(GIVEN TASK): Express the items as a two-column CSV with the headers text and answer, one row per item, putting each item's text and its answer in their own quoted fields with any line breaks replaced by spaces. Include only the items starting at the line containing "The component shall locate the small branch" and ending at the last item.

(EXCERPTED DATA):
□ □ □ □ □
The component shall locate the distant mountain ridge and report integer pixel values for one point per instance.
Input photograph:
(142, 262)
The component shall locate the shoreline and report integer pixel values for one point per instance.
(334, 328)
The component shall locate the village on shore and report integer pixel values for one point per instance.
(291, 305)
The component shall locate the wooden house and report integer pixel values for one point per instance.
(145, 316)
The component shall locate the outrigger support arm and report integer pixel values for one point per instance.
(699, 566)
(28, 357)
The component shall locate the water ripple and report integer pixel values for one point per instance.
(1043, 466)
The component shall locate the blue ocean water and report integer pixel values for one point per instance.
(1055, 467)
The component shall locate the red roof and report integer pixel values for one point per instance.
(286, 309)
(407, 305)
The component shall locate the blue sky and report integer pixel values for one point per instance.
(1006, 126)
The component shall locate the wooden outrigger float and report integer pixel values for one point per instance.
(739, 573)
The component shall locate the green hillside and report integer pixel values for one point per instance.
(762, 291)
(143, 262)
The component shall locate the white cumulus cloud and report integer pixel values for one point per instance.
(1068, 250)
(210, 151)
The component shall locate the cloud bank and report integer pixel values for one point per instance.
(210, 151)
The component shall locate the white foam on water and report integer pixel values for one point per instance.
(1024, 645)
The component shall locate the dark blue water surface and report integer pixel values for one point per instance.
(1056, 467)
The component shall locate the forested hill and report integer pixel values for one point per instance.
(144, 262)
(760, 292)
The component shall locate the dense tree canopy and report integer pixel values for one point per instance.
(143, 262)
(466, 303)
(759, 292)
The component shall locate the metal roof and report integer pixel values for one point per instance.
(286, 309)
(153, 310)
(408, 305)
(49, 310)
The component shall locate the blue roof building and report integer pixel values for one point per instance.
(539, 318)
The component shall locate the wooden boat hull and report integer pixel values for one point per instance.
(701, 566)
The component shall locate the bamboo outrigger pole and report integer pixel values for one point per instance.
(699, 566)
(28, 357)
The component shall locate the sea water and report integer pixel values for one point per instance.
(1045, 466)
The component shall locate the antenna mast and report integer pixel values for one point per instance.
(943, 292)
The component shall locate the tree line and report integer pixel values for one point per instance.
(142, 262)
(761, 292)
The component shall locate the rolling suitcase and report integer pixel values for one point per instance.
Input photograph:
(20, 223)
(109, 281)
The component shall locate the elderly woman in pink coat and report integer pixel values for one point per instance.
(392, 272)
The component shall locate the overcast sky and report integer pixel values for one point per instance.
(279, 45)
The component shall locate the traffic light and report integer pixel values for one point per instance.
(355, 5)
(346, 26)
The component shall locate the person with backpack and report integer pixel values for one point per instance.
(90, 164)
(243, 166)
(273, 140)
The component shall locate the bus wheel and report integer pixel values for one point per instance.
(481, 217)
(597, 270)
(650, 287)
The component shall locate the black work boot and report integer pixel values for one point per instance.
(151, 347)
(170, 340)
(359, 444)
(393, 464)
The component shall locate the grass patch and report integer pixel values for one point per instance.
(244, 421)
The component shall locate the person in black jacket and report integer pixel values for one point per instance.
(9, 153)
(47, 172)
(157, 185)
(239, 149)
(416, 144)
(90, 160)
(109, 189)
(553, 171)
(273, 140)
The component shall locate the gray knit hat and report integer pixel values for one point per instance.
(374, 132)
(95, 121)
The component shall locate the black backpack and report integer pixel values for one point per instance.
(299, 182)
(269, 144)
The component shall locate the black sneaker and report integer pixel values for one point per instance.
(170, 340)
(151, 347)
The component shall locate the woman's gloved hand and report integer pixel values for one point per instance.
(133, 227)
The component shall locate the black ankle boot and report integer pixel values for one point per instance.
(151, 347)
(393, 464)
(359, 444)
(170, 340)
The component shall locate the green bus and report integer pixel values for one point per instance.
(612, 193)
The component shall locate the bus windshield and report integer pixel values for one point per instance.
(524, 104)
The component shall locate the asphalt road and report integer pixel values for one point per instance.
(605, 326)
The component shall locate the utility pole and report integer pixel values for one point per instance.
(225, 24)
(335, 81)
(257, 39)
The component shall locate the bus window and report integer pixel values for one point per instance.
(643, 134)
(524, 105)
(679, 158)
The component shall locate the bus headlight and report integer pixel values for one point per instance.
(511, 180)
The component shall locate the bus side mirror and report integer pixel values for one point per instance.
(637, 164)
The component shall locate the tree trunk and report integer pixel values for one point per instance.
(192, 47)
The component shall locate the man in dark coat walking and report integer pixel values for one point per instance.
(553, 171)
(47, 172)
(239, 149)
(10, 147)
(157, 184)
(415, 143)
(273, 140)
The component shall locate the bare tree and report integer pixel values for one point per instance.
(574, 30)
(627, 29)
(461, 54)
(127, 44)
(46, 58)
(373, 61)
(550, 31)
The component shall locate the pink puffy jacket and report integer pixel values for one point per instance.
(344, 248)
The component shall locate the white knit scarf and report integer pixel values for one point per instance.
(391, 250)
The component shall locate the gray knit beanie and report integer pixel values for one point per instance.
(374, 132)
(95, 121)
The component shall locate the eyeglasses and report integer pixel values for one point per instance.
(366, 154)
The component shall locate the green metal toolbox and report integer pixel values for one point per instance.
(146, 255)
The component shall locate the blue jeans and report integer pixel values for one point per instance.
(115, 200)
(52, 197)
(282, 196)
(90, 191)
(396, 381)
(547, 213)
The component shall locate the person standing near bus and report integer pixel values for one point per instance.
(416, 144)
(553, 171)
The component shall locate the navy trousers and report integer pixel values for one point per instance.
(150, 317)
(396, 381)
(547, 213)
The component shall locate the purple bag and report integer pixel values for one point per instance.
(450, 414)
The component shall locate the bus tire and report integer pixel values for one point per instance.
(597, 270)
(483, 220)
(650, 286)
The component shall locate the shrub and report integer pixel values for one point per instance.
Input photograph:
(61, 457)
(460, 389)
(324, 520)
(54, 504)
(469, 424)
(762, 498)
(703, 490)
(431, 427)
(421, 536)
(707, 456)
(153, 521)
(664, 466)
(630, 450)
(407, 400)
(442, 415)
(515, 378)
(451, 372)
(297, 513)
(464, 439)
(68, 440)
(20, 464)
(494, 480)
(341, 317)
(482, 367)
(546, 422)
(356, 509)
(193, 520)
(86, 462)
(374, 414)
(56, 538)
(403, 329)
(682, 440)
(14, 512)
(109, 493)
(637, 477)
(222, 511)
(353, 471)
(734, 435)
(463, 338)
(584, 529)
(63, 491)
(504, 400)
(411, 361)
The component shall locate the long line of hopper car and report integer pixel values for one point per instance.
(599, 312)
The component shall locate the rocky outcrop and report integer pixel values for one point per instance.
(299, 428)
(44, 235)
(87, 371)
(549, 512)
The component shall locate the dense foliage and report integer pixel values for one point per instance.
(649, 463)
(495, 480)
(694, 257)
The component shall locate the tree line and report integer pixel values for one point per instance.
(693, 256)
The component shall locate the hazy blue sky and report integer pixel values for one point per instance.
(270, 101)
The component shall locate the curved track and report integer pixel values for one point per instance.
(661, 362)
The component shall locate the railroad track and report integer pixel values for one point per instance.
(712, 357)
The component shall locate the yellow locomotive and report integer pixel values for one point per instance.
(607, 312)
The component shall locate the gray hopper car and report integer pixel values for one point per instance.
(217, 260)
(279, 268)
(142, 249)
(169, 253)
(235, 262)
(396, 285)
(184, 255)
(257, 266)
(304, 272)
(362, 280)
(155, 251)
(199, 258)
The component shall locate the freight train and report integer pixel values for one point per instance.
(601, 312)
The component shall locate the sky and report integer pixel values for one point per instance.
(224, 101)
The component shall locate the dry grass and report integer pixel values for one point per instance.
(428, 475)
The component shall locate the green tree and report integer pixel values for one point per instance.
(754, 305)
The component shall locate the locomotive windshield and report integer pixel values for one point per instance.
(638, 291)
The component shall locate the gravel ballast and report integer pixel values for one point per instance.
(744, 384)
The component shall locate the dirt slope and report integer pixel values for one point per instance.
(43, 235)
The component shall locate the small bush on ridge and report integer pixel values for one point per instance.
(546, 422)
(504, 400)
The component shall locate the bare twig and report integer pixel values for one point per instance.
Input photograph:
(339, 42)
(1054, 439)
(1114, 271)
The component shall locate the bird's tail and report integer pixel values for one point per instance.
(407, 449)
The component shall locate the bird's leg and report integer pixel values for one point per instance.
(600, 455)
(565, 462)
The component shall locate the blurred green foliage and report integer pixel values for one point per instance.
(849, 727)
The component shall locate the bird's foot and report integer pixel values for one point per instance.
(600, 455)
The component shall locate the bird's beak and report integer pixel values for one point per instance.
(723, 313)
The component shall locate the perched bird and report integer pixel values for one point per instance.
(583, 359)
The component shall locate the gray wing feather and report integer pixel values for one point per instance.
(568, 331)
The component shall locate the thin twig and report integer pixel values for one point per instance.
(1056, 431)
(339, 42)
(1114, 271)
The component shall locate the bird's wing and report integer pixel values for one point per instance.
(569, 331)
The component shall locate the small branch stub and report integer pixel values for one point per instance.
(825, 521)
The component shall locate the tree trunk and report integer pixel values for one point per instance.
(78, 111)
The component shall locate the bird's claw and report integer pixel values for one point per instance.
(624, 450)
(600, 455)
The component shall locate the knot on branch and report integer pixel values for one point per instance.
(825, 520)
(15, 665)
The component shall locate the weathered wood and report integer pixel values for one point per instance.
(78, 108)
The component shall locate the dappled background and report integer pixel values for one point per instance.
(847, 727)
□ □ □ □ □
(ANSWER TO THIS TASK):
text,answer
"The component shall locate the small branch stub and report integer pixel values for one point per instance.","(825, 521)"
"The component shall locate the tree trunk and report integer pixel values for one point per instance.","(78, 111)"
"The component shall locate the bird's claw and report integer pixel values for one point per instance.","(624, 450) (600, 455)"
"The component shall locate the knot on branch and report integer pixel values for one point per instance.","(825, 520) (15, 665)"
"The component shall locate the weathered wood and report integer pixel values for one point per instance.","(78, 108)"
"The component shall locate the dappled background and report integer pixel values for one point per instance.","(847, 727)"